--- Work to complete ---
**a.** Decide whether each statement agrees with the Melbourne-to-Cairns road trip article: (i) The flight from Hobart to Far North Queensland takes about 6 hours. (ii) The suggested itinerary is based on a 10-day drive. (iii) Drivers should watch for kangaroos especially around midday. For each, answer yes or no and quote the words from the article that settle it.
**b.** Name every popular tourist hotspot on the coastal route that the Melbourne-to-Cairns road trip article mentions.
**c.** In one to three sentences, explain why the Melbourne-to-Cairns road trip article recommends a good map and a compass for the direct route.

--- Document passage ---
------------------------------------
Chasing the Sun – From Melbourne to Cairns Via The Road Less Travelled

Chasing the Sun – From Melbourne to Cairns Via The Road Less Travelled


Just as humpback whales migrate from Antarctica to warmer waters for the winter, many travellers in Australia choose to wave goodbye to the crisp, wet climates of the south and enjoy winter in the tropics, where bikinis and thongs are fashion staples year-round. You can reach the tropical paradise of Far North Queensland in an easy 3-3.5 hour flight from Melbourne, Sydney, or Adelaide, or a 6-hour flight from Hobart. But if adventure’s what you’re here for, that’s almost… too easy. Many travellers instead opt to drive via the coastal route, stopping in all of the popular tourist hotspots – Byron Bay, Gold Coast, Brisbane, Airlie Beach – we’ve heard it all before. If you want to see a different side to Australia, or you’re short on time, you can choose the secret third option: driving the direct route.



This route will take you through some of the vast yet massively under-populated areas that make up such a significant amount of Australia. You’ll see beautiful desserts, bushland, farms and small, rural villages; a side of Australia that’s so often neglected by visitors. Whilst this is an exciting road trip experience, there are some things you should be aware of before hitting the road. Firstly, due to the rural nature of the area, you’ll need to carry plenty of food and water, and make sure to fill up on gas regularly – servos can be few and far between on parts of this expedition. It’s also worth investing in a good map and a compass, as you often won’t have GPS signal. Secondly, watch out for kangaroos, particularly if you’re driving around dusk or dawn. Finally, the following itinerary is based on a 6-day drive, however, if you’re feeling tired it’s essential to stop and avoid pushing yourself too hard. You’ll be driving for long hours if you want to make the journey within a week, so be sure to download a rocking playlist and some entertaining podcasts for the trip.
------------------------------------
--- Stored records ---

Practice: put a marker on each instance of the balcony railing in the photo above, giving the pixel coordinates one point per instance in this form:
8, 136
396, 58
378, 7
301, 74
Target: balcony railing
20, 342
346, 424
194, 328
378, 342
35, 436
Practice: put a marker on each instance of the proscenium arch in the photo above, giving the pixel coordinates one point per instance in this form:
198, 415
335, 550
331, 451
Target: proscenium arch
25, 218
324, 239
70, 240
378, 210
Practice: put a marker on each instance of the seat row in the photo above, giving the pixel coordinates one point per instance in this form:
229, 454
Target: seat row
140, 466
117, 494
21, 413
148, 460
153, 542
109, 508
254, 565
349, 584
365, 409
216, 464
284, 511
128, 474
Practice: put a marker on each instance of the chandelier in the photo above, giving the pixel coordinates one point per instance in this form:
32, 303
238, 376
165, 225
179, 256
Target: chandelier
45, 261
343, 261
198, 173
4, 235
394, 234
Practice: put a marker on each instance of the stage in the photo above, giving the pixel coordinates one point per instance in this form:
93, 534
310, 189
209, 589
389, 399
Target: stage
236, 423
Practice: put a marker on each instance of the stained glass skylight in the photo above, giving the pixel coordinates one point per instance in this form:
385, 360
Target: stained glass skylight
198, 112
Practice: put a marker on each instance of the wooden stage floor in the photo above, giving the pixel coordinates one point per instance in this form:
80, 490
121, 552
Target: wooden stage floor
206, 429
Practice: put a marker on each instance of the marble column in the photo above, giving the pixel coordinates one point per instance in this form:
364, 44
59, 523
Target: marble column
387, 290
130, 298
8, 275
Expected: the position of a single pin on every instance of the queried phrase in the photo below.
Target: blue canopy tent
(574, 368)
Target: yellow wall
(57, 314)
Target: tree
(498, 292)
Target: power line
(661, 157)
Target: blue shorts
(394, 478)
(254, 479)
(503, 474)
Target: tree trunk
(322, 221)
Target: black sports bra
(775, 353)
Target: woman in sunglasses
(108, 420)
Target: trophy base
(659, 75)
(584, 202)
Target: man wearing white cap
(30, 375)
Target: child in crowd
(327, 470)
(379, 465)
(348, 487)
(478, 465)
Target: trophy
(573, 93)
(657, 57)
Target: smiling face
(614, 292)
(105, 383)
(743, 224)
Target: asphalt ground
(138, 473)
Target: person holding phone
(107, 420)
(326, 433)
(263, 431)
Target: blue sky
------------------------------------
--- Results ---
**a.**
(i) Yes: "or a 6-hour flight from Hobart"
(ii) No: "the following itinerary is based on a 6-day drive"
(iii) No: "particularly if you’re driving around dusk or dawn"

**b.** Byron Bay, Gold Coast, Brisbane, Airlie Beach

**c.** It recommends them because drivers on this route often won't have GPS signal.